> **About this task**:
The listing below should be written out again word for word, please.
── Input for this task
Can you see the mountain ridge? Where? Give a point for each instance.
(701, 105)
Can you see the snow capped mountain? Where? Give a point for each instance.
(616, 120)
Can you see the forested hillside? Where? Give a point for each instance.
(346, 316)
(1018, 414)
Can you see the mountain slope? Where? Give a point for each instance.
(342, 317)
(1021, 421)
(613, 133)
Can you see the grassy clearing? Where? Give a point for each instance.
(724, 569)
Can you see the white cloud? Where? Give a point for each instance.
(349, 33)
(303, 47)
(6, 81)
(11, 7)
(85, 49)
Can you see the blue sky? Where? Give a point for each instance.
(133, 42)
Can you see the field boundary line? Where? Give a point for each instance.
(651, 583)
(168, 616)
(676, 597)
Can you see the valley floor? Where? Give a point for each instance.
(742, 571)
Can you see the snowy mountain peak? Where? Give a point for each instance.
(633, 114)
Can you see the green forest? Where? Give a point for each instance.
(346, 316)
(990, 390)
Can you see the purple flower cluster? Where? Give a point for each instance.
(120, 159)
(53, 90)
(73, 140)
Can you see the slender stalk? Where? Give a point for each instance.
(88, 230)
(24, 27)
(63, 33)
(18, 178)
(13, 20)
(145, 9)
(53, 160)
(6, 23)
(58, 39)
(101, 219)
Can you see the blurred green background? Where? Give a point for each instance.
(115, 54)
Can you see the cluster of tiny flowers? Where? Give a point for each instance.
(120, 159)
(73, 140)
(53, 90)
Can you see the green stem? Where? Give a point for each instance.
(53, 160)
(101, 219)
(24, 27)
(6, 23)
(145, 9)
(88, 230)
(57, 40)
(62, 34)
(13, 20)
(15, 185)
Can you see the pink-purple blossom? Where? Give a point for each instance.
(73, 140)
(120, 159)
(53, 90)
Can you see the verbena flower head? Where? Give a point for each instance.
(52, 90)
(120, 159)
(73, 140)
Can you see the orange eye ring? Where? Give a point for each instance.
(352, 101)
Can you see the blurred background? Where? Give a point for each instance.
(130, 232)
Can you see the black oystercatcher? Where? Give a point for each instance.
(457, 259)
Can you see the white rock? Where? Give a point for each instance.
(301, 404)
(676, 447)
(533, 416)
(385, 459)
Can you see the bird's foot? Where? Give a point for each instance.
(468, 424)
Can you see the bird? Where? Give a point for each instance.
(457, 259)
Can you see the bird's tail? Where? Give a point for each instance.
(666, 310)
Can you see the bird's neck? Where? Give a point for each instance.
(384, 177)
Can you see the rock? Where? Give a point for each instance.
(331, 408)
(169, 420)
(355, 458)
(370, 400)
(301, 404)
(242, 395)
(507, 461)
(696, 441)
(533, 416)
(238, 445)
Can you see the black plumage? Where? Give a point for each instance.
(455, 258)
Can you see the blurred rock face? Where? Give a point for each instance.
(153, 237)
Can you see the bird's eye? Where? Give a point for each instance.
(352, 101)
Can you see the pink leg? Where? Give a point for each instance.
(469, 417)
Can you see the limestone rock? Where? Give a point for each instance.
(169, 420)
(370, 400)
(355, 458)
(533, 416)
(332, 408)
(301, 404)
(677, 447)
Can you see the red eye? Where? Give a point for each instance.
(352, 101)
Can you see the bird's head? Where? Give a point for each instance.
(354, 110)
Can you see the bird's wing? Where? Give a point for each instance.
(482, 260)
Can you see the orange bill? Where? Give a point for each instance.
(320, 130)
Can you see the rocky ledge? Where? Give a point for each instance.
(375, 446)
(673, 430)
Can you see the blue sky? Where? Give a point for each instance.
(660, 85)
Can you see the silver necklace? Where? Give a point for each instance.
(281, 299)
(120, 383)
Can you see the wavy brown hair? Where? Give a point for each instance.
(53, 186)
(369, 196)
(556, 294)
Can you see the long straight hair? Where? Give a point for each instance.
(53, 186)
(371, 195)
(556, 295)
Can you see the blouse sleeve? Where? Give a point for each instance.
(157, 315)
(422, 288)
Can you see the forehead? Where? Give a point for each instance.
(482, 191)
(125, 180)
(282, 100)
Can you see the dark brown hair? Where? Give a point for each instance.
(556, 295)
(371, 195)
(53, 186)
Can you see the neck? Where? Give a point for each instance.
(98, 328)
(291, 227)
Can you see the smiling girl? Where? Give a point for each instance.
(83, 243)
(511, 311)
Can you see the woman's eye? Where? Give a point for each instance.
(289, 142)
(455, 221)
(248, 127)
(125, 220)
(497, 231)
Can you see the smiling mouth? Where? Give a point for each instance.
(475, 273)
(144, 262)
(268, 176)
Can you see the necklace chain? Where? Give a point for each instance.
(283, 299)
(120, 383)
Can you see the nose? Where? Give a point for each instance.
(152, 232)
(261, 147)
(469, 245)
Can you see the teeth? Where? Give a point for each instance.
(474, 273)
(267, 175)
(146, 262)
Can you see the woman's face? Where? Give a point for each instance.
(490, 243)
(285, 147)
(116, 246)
────
> **Response**:
Can you see the mountain ridge? Where? Give a point for each instance.
(701, 105)
Can you see the snow capped mountain? Where? Give a point for each instance.
(616, 120)
Can you see the forested hillside? Where? Give a point for each instance.
(346, 316)
(1018, 414)
Can you see the mountain slope? Where? Give a point for each instance.
(342, 317)
(1021, 421)
(613, 133)
Can you see the grassy clearing? Where? Give a point for each instance.
(724, 569)
Can you see the white cloud? Where? Give a point for each instance.
(349, 33)
(303, 47)
(6, 81)
(11, 7)
(85, 49)
Can you see the blue sky? Where? Give a point for each instance.
(133, 42)
Can you see the field boundary line? Where? Give a point for each instance.
(651, 583)
(168, 616)
(676, 597)
Can you see the valley floor? Where? Give a point for each instance.
(742, 571)
Can you see the snowy mountain peak? Where? Give a point for each instance.
(633, 114)
Can you see the green forest? Where? Give a point for each instance.
(346, 316)
(990, 390)
Can you see the purple flower cluster? Where? Give a point for each instance.
(120, 159)
(53, 90)
(73, 140)
Can you see the slender stalk? Where? Give a point for each instance.
(88, 230)
(24, 27)
(63, 33)
(18, 178)
(13, 20)
(145, 9)
(53, 160)
(6, 23)
(58, 39)
(101, 219)
Can you see the blurred green background? Where? Give a point for each instance.
(115, 54)
Can you see the cluster of tiny flowers? Where? Give a point for each instance.
(120, 159)
(73, 140)
(53, 90)
Can you see the green stem? Where? Give a point for each instance.
(53, 160)
(101, 219)
(24, 27)
(6, 23)
(145, 9)
(88, 230)
(57, 40)
(62, 34)
(13, 20)
(15, 185)
Can you see the pink-purple blossom? Where? Give a point for each instance.
(73, 140)
(120, 159)
(53, 90)
Can you see the verbena flower head? Where? Give a point for each instance.
(52, 90)
(120, 159)
(73, 140)
Can you see the orange eye ring? Where? Give a point for each instance.
(352, 101)
Can you see the blurred background? Where? Give a point for each instance.
(130, 232)
Can you see the black oystercatcher? Where? Give a point for each instance.
(457, 259)
Can you see the white rock? Where? Give a point for each instance.
(301, 404)
(676, 447)
(533, 416)
(385, 459)
Can you see the bird's foot? Where? Give a point for each instance.
(468, 424)
Can you see the bird? Where? Give a point for each instance.
(457, 259)
Can you see the bird's tail? Where? Give a point for each instance.
(666, 310)
Can you see the bird's neck? Where? Give a point for each instance.
(384, 177)
Can you see the rock? Where? Give a point for each instance.
(331, 408)
(169, 420)
(355, 458)
(370, 400)
(301, 404)
(242, 395)
(507, 461)
(696, 441)
(533, 416)
(238, 445)
Can you see the black plumage? Where? Give a point for each instance.
(455, 258)
Can you see the blurred rock face? Where? Give a point for each instance.
(153, 237)
Can you see the bird's eye? Where? Give a point for each instance.
(352, 101)
Can you see the pink leg? Where? Give a point for each instance.
(469, 417)
Can you see the limestone rock? Where? Give a point for each instance.
(169, 420)
(370, 400)
(355, 458)
(533, 416)
(332, 408)
(301, 404)
(677, 447)
Can you see the red eye? Where? Give a point for each instance.
(352, 101)
Can you see the bird's head? Where? Give a point for each instance.
(354, 110)
Can you see the bird's wing? Where? Give a point for each instance.
(482, 260)
Can you see the orange bill? Where? Give a point for each instance.
(320, 130)
Can you see the rocky ledge? Where? Give a point for each instance.
(375, 446)
(673, 430)
Can you see the blue sky? Where? Give a point for each instance.
(660, 85)
Can you see the silver necklace? Where? Give a point for each instance.
(281, 299)
(120, 383)
Can you see the wavy brown hair? Where? Give a point for each instance.
(53, 186)
(369, 196)
(556, 294)
Can you see the long straight hair? Where? Give a point for each instance.
(53, 186)
(371, 195)
(556, 295)
Can you see the blouse sleeve? Where? Give a point for each instance.
(157, 315)
(422, 288)
Can you see the forehead? Where? Give a point for each instance.
(482, 191)
(125, 180)
(282, 100)
Can you see the dark brown hair? Where? Give a point for each instance.
(556, 295)
(371, 195)
(53, 186)
Can you see the neck? Where? Give a point for each instance.
(98, 328)
(291, 227)
Can you see the smiling girl? Where? Give a point for each instance.
(83, 243)
(511, 311)
Can you see the woman's eye? Where? Give a point for each instance.
(289, 142)
(455, 221)
(248, 127)
(125, 220)
(497, 231)
Can you see the smiling mouth? Where? Give a point for each instance.
(475, 273)
(144, 262)
(268, 176)
Can you see the necklace chain? Where? Give a point for each instance.
(283, 299)
(120, 383)
Can you see the nose? Where? Give a point for each instance.
(152, 232)
(261, 147)
(469, 245)
Can you see the teeth? Where? Give a point for each instance.
(474, 273)
(267, 175)
(146, 262)
Can you see the woman's face? Where? Give a point for each instance.
(490, 243)
(285, 147)
(116, 246)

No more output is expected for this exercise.